◆ WORK TO DO: Write out, in full, each line of the records below that includes the word "forested".

◆ DATA FOR PROCESSING:
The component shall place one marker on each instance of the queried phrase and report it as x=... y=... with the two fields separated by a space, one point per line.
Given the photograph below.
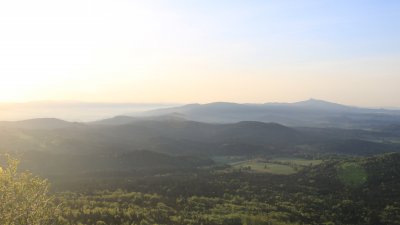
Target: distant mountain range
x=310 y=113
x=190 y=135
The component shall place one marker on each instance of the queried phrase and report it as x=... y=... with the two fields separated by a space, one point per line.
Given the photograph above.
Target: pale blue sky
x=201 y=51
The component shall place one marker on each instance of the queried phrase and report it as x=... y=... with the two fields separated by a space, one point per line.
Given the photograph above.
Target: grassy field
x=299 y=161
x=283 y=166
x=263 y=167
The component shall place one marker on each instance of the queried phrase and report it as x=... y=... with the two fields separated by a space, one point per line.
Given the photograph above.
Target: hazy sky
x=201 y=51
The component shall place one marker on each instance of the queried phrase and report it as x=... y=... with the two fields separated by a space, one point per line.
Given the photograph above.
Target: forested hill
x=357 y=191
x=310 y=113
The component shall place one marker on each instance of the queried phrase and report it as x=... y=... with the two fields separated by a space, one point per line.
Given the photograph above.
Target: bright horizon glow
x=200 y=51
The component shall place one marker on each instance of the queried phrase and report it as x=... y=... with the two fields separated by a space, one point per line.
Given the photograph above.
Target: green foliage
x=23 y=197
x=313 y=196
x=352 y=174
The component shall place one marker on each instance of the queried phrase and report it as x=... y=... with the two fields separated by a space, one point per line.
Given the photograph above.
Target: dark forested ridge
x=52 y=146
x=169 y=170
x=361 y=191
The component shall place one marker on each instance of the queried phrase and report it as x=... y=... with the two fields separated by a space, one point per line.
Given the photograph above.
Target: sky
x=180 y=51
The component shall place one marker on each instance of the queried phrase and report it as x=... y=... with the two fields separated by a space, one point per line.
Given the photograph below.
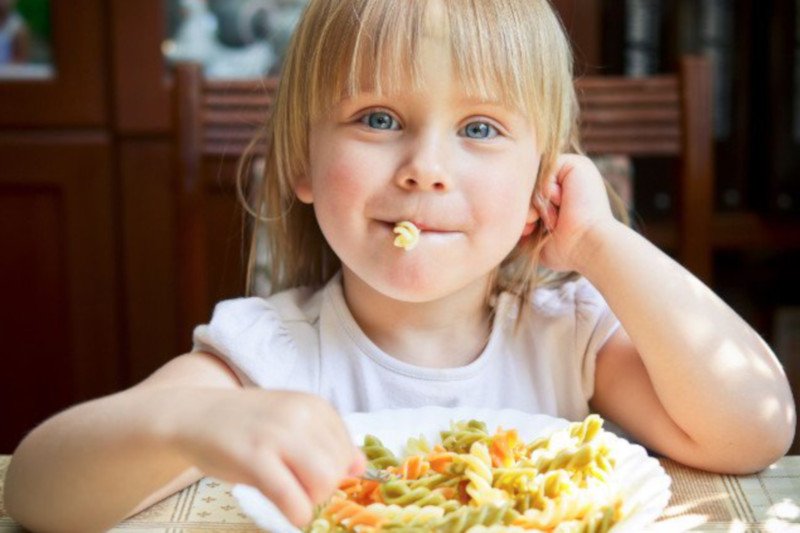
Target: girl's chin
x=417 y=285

==

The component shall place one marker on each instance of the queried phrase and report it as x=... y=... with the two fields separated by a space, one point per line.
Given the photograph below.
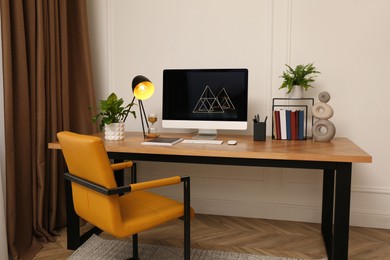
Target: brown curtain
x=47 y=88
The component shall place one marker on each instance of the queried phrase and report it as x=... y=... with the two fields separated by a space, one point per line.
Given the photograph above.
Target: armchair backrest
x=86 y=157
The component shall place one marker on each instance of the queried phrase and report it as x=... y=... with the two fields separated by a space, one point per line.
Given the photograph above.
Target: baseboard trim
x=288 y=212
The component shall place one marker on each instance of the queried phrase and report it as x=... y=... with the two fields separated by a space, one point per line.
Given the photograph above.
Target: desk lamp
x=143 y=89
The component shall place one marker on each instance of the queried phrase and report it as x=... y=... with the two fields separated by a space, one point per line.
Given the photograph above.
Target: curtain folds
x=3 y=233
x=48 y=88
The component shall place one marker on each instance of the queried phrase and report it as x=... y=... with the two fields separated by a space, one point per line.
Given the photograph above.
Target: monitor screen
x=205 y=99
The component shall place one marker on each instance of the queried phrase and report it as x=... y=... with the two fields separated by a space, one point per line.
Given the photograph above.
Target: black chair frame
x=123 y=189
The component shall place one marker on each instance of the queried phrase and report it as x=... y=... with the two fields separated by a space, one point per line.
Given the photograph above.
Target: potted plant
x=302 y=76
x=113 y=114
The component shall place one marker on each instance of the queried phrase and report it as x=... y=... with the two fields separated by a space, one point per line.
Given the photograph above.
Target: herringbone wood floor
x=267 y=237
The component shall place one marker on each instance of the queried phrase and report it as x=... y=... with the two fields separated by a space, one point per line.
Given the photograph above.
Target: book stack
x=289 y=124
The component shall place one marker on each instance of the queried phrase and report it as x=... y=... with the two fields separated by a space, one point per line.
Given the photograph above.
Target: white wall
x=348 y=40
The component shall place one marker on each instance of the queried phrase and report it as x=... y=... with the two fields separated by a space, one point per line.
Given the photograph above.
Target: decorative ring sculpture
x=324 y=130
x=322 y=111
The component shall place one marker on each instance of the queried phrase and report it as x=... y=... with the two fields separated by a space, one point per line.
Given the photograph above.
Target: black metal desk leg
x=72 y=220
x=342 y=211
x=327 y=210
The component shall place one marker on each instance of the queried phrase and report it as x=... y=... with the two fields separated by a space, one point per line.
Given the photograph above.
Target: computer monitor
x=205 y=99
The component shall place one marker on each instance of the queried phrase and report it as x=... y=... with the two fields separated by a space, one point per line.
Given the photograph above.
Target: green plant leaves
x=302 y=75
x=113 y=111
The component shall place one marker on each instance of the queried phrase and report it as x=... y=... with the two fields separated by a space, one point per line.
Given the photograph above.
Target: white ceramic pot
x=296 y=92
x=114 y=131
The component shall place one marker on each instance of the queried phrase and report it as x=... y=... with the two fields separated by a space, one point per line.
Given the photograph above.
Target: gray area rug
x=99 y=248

◆ RESPONSE TO THIS EXERCISE:
Target: forested hill
Target: dark forested ridge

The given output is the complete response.